_Goal of the exercise_: Output as a JSON list of strings, one string per line, the lines from the start of the records through the line containing "M 33 22 L 60", both ends included and blank lines left out.
**********
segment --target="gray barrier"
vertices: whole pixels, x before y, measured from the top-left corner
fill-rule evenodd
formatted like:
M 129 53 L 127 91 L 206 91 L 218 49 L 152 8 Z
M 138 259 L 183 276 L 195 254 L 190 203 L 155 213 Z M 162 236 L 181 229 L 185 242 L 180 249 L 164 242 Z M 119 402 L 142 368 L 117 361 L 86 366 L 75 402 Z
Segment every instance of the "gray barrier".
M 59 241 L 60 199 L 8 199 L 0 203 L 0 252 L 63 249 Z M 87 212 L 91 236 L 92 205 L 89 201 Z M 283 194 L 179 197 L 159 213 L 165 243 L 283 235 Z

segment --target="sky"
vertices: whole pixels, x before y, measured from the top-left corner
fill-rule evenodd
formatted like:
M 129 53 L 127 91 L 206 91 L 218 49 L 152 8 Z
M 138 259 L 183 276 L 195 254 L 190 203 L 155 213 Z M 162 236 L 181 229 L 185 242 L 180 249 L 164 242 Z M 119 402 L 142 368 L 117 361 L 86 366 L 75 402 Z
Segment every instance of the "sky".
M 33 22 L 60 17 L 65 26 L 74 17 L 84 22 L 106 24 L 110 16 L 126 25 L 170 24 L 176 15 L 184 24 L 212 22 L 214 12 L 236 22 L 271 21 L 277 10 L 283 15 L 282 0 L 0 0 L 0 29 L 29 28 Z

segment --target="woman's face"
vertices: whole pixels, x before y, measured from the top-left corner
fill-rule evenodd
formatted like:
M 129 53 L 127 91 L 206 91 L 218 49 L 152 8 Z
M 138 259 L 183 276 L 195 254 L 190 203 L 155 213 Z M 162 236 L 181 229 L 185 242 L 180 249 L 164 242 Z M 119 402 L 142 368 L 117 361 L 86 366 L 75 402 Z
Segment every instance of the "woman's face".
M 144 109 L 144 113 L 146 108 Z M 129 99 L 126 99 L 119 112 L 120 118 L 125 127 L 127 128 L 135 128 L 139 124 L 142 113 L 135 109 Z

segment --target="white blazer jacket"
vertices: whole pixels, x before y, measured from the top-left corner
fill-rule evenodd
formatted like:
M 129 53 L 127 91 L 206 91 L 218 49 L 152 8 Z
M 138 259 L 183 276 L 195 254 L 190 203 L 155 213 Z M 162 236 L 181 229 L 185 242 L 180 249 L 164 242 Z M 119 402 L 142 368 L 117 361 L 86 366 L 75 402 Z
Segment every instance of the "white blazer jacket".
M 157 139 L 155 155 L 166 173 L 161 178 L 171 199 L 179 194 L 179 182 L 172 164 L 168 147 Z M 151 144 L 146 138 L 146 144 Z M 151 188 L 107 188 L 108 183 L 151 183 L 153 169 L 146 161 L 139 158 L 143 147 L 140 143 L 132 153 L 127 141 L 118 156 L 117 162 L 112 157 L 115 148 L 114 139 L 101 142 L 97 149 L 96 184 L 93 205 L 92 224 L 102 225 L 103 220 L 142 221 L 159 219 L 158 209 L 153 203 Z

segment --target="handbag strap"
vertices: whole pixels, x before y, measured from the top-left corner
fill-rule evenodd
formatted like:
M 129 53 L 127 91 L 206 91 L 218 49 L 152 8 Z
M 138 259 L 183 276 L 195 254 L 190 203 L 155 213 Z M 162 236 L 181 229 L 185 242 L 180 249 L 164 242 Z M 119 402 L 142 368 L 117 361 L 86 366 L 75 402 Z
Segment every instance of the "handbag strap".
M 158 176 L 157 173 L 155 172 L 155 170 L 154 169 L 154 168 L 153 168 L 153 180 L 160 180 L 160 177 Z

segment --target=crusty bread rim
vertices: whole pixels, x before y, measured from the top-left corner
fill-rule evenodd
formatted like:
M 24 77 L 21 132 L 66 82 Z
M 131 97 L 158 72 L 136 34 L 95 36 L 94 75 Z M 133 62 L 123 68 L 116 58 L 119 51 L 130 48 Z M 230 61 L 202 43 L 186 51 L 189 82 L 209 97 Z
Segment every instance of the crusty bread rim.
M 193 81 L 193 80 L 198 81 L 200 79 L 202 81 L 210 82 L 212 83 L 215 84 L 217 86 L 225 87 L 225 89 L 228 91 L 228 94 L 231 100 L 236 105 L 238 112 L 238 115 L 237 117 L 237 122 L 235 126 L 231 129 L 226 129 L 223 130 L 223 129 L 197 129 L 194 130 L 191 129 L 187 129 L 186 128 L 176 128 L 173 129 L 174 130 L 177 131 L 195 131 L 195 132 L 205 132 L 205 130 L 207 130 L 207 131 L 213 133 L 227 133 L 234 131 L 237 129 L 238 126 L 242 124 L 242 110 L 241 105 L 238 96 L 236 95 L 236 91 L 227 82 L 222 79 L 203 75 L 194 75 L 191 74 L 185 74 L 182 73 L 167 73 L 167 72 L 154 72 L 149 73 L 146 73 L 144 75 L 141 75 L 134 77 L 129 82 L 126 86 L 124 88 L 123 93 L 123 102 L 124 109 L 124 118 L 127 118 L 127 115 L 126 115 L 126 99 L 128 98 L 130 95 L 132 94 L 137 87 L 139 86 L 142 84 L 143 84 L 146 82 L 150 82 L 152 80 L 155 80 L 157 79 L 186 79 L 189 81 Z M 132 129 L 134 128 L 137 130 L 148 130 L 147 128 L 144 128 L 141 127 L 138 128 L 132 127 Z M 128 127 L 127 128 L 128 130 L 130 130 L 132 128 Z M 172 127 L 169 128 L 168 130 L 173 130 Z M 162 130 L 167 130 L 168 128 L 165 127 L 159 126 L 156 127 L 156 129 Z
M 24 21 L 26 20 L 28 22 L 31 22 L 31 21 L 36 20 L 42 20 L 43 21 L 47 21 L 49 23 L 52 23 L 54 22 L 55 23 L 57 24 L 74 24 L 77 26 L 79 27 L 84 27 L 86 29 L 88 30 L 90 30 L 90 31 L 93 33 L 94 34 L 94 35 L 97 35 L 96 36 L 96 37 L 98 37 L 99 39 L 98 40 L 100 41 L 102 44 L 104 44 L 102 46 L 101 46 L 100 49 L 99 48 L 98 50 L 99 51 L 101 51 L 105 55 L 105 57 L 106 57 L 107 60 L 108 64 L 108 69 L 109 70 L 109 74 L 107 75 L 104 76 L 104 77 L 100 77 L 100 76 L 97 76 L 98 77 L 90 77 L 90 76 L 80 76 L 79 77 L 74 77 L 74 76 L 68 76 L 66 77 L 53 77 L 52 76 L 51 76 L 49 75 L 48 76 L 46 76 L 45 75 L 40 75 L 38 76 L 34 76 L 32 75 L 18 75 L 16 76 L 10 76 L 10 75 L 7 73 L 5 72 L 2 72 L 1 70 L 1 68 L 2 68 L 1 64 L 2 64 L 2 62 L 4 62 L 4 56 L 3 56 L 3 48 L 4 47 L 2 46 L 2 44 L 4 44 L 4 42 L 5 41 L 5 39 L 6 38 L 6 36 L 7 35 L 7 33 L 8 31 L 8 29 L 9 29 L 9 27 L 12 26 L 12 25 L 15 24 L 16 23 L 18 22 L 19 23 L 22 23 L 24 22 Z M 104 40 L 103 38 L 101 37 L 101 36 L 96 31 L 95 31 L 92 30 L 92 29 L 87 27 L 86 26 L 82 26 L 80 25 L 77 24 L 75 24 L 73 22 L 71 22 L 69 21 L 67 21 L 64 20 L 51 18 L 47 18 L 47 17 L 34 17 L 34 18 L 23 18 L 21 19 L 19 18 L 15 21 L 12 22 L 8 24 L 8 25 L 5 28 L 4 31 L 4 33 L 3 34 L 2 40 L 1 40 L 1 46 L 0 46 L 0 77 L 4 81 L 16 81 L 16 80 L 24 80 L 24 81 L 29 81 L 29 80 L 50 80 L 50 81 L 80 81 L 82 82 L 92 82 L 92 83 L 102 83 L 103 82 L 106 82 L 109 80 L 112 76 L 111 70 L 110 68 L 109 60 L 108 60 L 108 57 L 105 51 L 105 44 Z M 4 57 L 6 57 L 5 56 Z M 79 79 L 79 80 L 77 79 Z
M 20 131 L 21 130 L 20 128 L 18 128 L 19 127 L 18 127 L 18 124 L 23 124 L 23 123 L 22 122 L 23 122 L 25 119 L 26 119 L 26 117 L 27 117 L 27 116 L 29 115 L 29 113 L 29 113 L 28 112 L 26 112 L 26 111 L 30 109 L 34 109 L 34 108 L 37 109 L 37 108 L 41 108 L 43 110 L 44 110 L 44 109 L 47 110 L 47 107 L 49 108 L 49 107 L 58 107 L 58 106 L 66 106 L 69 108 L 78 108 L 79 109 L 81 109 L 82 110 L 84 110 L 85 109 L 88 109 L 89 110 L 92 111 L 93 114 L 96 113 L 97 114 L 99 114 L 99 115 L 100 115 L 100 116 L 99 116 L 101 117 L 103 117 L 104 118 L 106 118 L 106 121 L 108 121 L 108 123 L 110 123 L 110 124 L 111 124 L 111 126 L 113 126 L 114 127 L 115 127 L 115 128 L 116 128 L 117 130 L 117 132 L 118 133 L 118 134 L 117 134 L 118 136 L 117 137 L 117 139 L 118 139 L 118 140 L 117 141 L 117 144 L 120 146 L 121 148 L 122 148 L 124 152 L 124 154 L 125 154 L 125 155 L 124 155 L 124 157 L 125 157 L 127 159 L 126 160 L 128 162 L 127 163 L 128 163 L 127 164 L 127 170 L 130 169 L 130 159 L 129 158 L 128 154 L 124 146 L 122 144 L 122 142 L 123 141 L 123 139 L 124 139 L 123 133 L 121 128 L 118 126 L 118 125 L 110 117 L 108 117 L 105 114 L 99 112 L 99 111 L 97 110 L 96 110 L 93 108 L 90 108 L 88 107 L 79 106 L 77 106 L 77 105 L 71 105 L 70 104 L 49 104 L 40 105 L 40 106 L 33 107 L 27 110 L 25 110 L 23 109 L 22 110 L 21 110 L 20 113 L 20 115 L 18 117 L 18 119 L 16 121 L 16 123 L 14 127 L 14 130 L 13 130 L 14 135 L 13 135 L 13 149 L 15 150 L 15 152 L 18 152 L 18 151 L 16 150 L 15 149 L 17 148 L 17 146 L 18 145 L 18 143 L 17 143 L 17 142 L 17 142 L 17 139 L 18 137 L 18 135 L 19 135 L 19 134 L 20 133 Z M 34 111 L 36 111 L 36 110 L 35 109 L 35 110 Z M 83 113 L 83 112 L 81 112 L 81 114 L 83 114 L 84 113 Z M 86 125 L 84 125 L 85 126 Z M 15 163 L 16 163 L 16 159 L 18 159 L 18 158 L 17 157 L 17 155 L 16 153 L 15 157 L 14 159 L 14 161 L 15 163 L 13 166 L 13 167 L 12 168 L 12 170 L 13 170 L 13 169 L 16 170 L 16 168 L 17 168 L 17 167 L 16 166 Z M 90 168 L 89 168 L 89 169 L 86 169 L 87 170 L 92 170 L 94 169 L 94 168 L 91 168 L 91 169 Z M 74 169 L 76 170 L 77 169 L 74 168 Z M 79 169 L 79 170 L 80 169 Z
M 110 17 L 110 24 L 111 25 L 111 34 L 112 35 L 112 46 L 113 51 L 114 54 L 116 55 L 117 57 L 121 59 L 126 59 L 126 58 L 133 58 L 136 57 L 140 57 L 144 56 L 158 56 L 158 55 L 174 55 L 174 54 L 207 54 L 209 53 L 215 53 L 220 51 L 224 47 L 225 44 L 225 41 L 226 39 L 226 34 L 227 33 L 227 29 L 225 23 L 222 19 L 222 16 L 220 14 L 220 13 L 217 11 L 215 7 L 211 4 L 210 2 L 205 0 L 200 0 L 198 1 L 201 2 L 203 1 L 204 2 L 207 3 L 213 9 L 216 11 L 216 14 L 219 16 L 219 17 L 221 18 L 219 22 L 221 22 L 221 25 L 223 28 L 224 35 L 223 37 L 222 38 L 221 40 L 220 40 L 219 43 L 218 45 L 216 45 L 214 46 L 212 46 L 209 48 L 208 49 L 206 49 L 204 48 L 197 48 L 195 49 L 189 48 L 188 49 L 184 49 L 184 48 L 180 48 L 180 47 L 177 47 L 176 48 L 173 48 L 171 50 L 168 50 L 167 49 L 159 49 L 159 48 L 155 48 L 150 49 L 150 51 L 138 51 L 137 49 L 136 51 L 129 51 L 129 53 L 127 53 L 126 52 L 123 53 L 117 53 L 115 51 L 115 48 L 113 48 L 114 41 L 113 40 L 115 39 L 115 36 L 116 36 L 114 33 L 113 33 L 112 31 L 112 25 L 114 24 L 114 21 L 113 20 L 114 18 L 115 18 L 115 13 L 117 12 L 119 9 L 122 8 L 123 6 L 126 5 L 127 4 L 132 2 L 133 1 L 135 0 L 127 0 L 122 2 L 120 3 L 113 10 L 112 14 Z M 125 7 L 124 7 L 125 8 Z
**********
_Result for this exercise_:
[
  "segment --target=\"gray barrier\"",
  "vertices: whole pixels, x before y, measured from the top-left corner",
  "fill-rule evenodd",
  "formatted like:",
  "M 129 53 L 127 91 L 206 91 L 218 49 L 152 8 Z",
  "M 138 259 L 183 276 L 195 254 L 190 203 L 155 213 Z M 162 236 L 181 229 L 185 242 L 180 249 L 164 242 Z M 119 402 L 142 368 L 117 361 L 86 366 L 75 402 Z",
  "Segment every instance of the \"gray barrier\".",
  "M 59 241 L 60 199 L 8 199 L 0 203 L 0 252 L 63 249 Z M 87 212 L 91 236 L 92 205 L 89 201 Z M 283 194 L 179 197 L 159 213 L 165 243 L 283 235 Z",
  "segment --target=\"sky\"",
  "vertices: whole pixels, x before y, measured from the top-left corner",
  "fill-rule evenodd",
  "formatted like:",
  "M 129 53 L 127 91 L 206 91 L 218 49 L 152 8 Z",
  "M 138 259 L 183 276 L 195 254 L 190 203 L 155 213 Z M 162 236 L 181 229 L 185 242 L 180 249 L 164 242 Z M 119 402 L 142 368 L 117 361 L 86 366 L 75 402 Z",
  "Segment every instance of the \"sky\".",
  "M 33 22 L 60 17 L 65 26 L 74 17 L 84 22 L 106 24 L 110 16 L 126 25 L 170 24 L 176 15 L 184 24 L 212 22 L 214 12 L 236 22 L 271 21 L 277 10 L 283 15 L 282 0 L 0 0 L 0 29 L 29 28 Z"
]